# World Health Organization (WHO) COVID-19 Chatbot

## INDEX: <a class="anchor" id="index"></a>
* [1. Project overview](#first-bullet)
* [2. What is a chatbot?](#second-bullet)
* [3. Data retrival and intents creation](#third-bullet)
    * [Scrapers](#scrapers)
    * [Dataset creation (GUI)](#dataset)
* [4. Data preprocessing](#fourth-bullet)
* [5. Neural Network Architecture](#fifth-bullet)
    * [Classes definition](#network_architecture)
    * [Classes instantiation](#instantiation)
* [6. Training the model](#sixth-bullet)
* [7. Chatting](#seventh-bullet)
    * [Speech Recognition Module](#speech_recognition)
    * [Chatbot GUI](#chatbot_gui)

## 1. Project Overview <a class="anchor" id="first-bullet"></a>
[return to index](#index)

The aim of this project is to create a Support Chatbot able to answer questions concerning COVID-19 virus. All the answers are taken from the <a href="https://www.who.int/emergencies/diseases/novel-coronavirus-2019/question-and-answers-hub/q-a-detail/coronavirus-disease-covid-19"> World Health Organization Frequently Asked Questions (FAQ)</a>. This chatbot relies on Natural Language Processing techniques and machine learning algorithms.

* _PARTS OF THE EXERCISE_:
**a)** From the COVID-19 chatbot page, set down the passage starting at "The aim of this" and ending at "machine learning algorithms." without changing anything.
**b)** Condense the paragraph of the COVID-19 chatbot page that begins "The aim of this project" into a single shorter sentence that keeps its main facts.

* _RECORD EXCERPTS_:

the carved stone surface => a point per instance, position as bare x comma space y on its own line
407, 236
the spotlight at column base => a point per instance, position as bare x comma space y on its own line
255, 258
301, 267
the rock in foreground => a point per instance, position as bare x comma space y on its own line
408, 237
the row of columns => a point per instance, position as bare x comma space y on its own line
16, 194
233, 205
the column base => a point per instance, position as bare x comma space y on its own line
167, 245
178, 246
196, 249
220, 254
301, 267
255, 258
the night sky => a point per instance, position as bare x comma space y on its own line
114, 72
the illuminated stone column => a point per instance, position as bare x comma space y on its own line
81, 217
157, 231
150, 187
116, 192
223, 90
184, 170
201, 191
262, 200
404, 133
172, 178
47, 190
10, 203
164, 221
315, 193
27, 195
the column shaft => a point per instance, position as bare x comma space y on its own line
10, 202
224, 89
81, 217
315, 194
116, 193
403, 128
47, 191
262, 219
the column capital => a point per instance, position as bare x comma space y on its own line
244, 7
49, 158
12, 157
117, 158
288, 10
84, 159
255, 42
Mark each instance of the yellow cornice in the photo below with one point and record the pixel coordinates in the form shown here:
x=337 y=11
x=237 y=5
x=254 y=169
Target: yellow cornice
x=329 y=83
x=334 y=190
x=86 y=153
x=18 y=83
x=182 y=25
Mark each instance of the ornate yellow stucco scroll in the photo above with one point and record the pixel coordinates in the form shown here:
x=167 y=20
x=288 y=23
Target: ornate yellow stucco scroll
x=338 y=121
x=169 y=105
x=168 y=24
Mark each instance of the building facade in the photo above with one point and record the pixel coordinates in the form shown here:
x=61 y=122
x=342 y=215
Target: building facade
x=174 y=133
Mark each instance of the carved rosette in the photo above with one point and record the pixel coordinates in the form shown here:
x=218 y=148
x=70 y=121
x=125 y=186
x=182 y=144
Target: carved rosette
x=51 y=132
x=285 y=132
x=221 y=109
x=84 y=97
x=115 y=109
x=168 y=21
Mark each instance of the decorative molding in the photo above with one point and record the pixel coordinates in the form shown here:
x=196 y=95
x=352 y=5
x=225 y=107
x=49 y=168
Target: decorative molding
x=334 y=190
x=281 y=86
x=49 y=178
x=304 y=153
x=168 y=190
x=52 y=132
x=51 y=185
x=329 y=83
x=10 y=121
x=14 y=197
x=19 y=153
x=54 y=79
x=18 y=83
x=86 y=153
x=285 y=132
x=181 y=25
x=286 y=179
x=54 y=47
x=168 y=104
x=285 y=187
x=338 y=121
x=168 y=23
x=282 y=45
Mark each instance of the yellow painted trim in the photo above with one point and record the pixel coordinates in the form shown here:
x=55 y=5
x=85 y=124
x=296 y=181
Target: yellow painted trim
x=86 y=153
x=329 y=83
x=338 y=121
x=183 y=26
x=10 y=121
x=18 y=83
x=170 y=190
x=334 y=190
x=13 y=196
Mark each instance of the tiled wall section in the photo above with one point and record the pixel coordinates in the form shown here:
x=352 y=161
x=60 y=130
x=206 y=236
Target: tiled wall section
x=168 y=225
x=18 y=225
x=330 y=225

* _SOLUTIONS BELOW_:
**a)**
The aim of this project is to create a Support Chatbot able to answer questions concerning COVID-19 virus. All the answers are taken from the <a href="https://www.who.int/emergencies/diseases/novel-coronavirus-2019/question-and-answers-hub/q-a-detail/coronavirus-disease-covid-19"> World Health Organization Frequently Asked Questions (FAQ)</a>. This chatbot relies on Natural Language Processing techniques and machine learning algorithms.

**b)** The project builds a support chatbot that answers questions about the COVID-19 virus with answers taken from the World Health Organization's FAQ, using natural language processing techniques and machine learning algorithms.